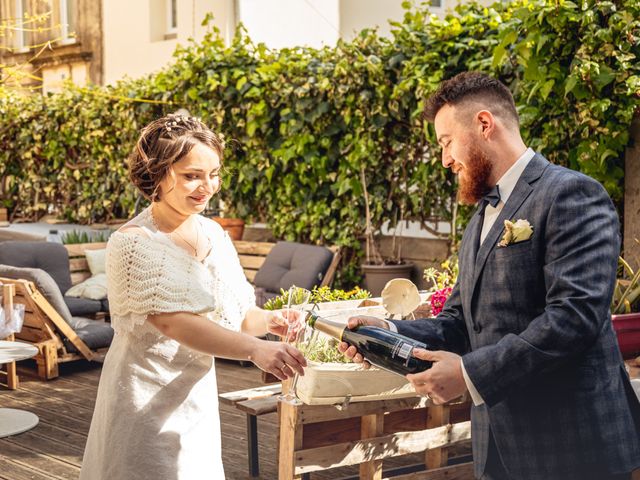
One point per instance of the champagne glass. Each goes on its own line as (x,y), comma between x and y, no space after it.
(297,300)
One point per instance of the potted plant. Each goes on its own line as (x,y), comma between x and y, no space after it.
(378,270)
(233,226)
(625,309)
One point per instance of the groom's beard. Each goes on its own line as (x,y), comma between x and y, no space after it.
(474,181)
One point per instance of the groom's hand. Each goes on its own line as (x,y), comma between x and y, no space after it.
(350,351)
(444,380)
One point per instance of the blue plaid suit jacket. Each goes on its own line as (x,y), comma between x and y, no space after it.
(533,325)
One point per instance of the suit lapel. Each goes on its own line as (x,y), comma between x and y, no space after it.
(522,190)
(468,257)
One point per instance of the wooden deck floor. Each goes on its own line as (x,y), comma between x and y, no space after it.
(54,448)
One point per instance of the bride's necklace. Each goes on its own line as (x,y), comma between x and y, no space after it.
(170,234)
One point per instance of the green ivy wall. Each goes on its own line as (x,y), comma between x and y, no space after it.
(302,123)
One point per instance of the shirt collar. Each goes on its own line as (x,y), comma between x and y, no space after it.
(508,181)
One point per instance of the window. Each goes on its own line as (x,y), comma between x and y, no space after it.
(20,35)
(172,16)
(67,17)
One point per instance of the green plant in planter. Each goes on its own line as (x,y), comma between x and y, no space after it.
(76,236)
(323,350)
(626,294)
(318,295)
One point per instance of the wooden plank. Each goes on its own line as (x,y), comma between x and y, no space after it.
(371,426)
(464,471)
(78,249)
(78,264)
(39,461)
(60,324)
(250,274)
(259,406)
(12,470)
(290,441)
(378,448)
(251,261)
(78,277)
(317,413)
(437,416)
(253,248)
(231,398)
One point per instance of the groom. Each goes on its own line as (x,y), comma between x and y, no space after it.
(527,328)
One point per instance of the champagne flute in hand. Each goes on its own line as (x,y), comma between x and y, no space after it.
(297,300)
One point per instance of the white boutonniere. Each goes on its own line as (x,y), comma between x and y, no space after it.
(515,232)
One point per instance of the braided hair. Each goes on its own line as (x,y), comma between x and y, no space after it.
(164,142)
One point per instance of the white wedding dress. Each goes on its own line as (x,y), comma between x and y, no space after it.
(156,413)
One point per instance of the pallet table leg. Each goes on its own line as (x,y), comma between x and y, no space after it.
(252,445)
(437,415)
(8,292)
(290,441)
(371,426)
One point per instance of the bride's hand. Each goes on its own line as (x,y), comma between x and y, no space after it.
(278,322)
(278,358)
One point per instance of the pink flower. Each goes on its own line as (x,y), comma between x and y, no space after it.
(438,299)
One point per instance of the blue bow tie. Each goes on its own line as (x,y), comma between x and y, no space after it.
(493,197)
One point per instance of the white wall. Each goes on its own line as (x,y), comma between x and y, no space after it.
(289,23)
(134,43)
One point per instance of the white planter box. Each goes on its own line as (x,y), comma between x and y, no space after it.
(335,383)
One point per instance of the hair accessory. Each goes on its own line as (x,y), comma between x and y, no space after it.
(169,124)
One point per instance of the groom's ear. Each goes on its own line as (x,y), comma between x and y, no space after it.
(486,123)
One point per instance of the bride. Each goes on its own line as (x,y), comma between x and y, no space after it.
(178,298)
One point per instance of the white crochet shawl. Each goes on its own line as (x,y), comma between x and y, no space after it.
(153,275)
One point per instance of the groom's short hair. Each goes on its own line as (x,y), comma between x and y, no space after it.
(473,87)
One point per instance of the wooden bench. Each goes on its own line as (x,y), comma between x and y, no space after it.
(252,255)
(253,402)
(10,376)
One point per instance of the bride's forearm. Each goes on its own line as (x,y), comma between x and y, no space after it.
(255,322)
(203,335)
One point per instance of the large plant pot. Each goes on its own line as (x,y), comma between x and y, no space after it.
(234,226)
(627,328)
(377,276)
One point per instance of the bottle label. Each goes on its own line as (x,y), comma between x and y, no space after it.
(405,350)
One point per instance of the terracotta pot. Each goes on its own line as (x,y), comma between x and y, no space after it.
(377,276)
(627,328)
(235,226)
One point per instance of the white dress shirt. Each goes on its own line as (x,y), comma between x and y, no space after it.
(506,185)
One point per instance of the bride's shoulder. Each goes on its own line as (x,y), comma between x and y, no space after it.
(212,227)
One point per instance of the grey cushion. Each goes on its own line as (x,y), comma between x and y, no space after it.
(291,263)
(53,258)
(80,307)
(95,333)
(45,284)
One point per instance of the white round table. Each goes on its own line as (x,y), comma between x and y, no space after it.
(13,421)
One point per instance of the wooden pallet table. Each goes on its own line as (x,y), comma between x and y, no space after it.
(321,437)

○ ○ ○ ○

## Problem to work on
Scale the stretch from the line containing "One point per instance of the bottle" through the end of the lines. Write each of those lines out again, requests included, and multiply every x and y coordinate in the answer points by 2.5, rounding each result to a whole number with halves rounded up.

## Correct output
One point per instance of the bottle label. Each goes on its own line as (x,y), comma between x and y, no space after it.
(1013,875)
One point per instance of the terracotta pot. Each goes on its own line as (x,y), comma between x and y, no space after it.
(943,690)
(1568,820)
(588,565)
One point per instance of the white dress shirt. Each goes on its own line as (x,y), comma between x and y, no space after it.
(1265,463)
One point per instance of the bride's shoulder. Each goes on its own line as (x,y), comma between x and y, no space after it.
(530,568)
One point per instance of the grey cushion. Each goes on its own line as (x,y), comma between x and y, no space after it.
(728,658)
(133,645)
(200,768)
(238,833)
(113,710)
One point per instance of the white round table. Each goes on its own line as (x,y), comma between x and y, no space after it.
(33,1053)
One point per instance of the wooden pallet table. Each goes on its own line as (x,y), comma between x and y, no space after it.
(803,1093)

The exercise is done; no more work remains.